Give back every entry, copied exactly.
*** Opening of Data supplied ***
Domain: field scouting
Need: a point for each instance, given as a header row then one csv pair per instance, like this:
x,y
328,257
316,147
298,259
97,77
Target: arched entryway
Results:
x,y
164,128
*** Close of Data supplied ***
• [Solution to the problem]:
Domain: field scouting
Need: a point for each instance, given as a header row then one csv pair per instance, like this:
x,y
328,257
316,147
298,259
97,77
Target: arched entryway
Results:
x,y
164,128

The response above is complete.